GIVEN REQUEST — Revise the stretch of records from the line containing "Category: skeleton skull" through the line containing "[173,229,197,283]", replacing "black trousers" with "dark pants" and leaving everything else the same. Return only those lines.

(Rows from a box-labeling dataset)
== == ==

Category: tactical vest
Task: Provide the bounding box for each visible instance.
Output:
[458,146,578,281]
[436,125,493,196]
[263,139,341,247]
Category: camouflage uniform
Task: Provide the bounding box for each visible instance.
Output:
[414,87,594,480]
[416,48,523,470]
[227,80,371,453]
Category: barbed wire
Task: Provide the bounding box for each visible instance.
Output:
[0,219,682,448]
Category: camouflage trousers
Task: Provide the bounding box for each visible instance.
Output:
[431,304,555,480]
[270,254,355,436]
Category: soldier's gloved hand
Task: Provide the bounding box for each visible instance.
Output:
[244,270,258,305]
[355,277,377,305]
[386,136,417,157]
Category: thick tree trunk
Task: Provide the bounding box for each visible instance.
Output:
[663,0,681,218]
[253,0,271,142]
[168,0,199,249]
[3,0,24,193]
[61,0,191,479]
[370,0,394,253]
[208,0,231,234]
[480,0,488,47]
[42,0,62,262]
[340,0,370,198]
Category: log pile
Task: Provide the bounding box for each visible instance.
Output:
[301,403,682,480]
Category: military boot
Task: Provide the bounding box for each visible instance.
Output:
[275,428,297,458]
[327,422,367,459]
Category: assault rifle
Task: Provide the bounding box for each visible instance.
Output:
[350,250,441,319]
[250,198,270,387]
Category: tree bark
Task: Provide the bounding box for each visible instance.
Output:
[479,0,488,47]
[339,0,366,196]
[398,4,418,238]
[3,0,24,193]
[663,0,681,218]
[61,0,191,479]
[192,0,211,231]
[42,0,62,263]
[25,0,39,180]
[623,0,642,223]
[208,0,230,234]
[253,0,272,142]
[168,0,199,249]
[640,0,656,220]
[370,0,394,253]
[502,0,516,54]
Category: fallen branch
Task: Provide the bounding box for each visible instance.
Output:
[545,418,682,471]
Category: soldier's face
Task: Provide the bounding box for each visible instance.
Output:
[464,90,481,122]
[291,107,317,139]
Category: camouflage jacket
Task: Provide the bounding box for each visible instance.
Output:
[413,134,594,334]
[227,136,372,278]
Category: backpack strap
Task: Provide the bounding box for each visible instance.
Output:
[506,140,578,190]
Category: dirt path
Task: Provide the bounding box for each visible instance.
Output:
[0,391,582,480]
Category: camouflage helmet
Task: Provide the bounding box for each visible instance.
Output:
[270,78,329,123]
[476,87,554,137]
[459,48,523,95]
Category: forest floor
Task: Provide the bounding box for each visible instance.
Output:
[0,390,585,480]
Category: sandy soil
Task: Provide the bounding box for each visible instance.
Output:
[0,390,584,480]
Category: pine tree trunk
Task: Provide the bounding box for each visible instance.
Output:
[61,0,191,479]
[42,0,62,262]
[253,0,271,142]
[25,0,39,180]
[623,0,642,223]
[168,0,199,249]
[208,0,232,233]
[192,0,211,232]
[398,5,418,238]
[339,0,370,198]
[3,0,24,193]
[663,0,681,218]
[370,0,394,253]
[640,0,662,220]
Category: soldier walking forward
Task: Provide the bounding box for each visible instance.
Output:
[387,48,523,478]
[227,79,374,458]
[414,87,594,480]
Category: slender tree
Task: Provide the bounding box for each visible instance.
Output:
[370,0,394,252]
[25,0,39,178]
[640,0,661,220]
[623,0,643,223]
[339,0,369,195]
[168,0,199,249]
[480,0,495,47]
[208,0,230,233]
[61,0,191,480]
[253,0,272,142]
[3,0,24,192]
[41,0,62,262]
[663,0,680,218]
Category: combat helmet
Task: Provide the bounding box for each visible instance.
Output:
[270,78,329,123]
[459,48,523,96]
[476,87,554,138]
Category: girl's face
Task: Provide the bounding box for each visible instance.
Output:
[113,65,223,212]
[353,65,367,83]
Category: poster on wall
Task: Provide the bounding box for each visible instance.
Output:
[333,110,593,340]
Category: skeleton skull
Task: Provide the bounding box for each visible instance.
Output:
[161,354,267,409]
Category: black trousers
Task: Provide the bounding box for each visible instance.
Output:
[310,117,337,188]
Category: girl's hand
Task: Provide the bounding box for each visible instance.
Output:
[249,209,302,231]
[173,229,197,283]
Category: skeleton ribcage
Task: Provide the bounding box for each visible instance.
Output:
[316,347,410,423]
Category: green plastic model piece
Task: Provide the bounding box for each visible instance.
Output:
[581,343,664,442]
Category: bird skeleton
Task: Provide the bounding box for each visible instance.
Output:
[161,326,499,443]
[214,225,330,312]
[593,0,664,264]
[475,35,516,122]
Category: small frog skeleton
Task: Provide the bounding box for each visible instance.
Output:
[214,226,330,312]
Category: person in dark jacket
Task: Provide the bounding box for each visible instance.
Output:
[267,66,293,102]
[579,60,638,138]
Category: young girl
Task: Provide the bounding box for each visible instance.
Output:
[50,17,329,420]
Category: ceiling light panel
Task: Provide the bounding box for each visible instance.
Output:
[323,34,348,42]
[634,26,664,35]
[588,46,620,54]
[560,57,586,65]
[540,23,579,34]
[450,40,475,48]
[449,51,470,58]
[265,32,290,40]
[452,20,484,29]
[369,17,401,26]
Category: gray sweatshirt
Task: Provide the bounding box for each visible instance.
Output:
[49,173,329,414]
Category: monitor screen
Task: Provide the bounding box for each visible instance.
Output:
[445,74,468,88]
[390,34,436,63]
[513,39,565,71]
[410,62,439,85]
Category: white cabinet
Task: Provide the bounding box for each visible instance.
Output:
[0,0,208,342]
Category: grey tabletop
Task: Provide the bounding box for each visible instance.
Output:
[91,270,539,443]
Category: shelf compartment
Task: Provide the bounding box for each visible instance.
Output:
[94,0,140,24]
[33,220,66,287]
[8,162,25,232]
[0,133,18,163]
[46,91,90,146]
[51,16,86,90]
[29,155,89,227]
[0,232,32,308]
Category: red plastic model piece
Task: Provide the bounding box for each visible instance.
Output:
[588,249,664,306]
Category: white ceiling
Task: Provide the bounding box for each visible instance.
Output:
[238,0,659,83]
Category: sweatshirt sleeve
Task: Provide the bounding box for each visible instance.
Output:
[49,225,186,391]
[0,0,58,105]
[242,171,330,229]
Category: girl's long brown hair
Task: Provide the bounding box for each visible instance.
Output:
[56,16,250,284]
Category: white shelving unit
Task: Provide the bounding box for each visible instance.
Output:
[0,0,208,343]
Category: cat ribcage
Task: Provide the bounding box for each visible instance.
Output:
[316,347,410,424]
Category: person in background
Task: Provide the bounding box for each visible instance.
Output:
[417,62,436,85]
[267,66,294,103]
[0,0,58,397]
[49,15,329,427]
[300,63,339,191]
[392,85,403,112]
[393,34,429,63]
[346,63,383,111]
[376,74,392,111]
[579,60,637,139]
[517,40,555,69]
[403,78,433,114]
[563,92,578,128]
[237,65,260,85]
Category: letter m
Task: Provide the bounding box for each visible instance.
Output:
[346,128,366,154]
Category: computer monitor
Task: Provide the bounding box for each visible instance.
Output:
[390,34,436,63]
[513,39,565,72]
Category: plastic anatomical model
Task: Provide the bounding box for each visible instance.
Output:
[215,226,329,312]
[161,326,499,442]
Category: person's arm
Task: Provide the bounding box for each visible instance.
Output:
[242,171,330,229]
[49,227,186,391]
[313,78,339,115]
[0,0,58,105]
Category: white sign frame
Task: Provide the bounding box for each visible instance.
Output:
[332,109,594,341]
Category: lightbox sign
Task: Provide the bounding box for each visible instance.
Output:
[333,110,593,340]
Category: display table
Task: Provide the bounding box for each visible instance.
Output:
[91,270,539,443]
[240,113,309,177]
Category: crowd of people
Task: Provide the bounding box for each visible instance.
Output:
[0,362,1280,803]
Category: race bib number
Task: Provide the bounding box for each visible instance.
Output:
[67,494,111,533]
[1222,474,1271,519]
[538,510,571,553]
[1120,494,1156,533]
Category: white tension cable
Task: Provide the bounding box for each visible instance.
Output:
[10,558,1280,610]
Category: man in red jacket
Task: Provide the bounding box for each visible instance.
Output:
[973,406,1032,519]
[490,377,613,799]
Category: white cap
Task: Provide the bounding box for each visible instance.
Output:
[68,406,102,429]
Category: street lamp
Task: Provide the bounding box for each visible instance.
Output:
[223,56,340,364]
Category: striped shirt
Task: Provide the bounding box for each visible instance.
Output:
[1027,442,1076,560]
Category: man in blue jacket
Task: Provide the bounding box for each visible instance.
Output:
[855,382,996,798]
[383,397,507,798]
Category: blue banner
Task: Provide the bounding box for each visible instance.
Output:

== == ==

RESULT —
Category: skeleton skull
Task: Provide the bounding box for each visible instance.
Output:
[161,354,267,409]
Category: dark pants
Task: Provide the bounding box for each visible instance.
Output:
[310,117,337,188]
Category: girl's hand
Task: Provide the bounding box for each visible instance.
Output:
[249,209,302,231]
[173,229,197,283]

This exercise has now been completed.